Feature-wise Comparison of HTML Article Text Extractors

In one of my previous posts I compiled quite a decent list of software (and other resources) all capable of extracting article content from an arbitrary HTML document. While I was gathering all the relevant papers and software I kept updating a handwritten spreadsheet that compares the listed software from a feature-wise viewpoint. So I updated it and decided to dump it on my blog. Hopefully this comparison table will mitigate the decision making process of developers whose products are dependent on such software.

Firstly; let's review some shared functionality features explored for each piece of software in the table:

  • structure retainment - Articles are usually formatted using various html tags - paragraphs, lists hyperlinks and ohers. Some text extractors tend to remove such structure and yield only the plain text of the article.
  • inner content cleaning - The article content is sometimes broken into non-consecutive text blocks by ads and other boilerplate structures.  We're interested in capabilities to remove such inline boilerplate.
  • implementation
  • language dependency - Some are limited to only one language.
  • source parameter - Can we fetch the document by ourselves or does the extractor fetch it internally?
  • additional features (and remarks)

- _MATERIAL PROVIDED_:
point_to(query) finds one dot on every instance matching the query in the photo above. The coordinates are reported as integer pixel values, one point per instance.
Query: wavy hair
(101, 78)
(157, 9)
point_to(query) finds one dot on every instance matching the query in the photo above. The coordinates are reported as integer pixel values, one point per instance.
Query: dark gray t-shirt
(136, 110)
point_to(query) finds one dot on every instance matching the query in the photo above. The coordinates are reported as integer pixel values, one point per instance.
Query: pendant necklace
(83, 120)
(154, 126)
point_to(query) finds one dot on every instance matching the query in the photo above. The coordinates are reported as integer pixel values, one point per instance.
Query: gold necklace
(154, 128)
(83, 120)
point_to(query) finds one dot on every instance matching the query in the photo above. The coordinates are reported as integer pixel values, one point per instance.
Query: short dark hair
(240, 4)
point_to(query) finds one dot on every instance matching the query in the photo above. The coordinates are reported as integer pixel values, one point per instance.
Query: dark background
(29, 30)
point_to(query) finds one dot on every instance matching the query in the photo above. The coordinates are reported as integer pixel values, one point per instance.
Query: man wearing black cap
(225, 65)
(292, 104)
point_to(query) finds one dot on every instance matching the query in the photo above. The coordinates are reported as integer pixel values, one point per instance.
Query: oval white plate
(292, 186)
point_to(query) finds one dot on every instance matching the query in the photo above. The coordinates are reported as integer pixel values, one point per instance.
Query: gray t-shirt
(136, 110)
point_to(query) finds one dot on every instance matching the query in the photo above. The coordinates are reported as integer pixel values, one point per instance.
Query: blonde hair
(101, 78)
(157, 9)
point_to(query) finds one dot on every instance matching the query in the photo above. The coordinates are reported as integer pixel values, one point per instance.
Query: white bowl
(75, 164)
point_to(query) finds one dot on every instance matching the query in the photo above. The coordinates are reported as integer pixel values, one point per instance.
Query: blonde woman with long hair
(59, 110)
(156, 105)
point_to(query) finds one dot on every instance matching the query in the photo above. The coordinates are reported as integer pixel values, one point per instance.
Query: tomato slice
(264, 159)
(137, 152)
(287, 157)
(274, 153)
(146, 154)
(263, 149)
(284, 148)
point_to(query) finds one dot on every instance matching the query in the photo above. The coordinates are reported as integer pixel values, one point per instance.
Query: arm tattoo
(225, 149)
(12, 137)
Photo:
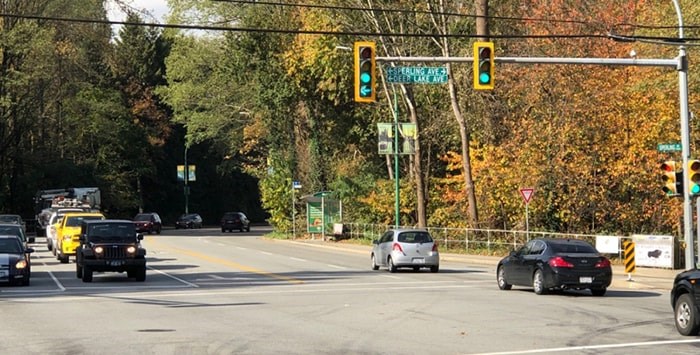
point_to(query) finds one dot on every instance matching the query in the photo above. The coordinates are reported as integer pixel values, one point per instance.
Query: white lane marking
(336, 266)
(174, 277)
(286, 289)
(55, 279)
(391, 277)
(596, 347)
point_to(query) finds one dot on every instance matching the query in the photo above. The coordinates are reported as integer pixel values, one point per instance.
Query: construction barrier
(628, 256)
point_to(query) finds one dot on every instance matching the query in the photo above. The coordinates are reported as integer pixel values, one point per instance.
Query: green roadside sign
(416, 75)
(669, 147)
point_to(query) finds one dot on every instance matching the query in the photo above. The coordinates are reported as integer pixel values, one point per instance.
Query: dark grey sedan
(548, 264)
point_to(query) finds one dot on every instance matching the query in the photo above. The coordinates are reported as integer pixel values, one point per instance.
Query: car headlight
(21, 264)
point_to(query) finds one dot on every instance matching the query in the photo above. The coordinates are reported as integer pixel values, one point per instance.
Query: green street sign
(669, 147)
(416, 75)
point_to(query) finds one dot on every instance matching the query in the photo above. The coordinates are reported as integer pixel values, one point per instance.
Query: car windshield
(10, 219)
(74, 221)
(112, 232)
(142, 217)
(572, 248)
(10, 246)
(415, 237)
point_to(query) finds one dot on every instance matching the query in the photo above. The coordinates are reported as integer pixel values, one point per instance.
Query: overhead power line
(318, 32)
(456, 14)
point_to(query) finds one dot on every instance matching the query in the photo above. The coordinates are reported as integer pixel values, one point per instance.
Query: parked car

- _GIVEN EXERCISE_:
According to the post comparing HTML article text extractors, what breaks article content into non-consecutive text blocks? The data above comes from a separate source that is unrelated to the post.

- _SOLUTION TO THIS PROBLEM_:
Ads and other boilerplate structures.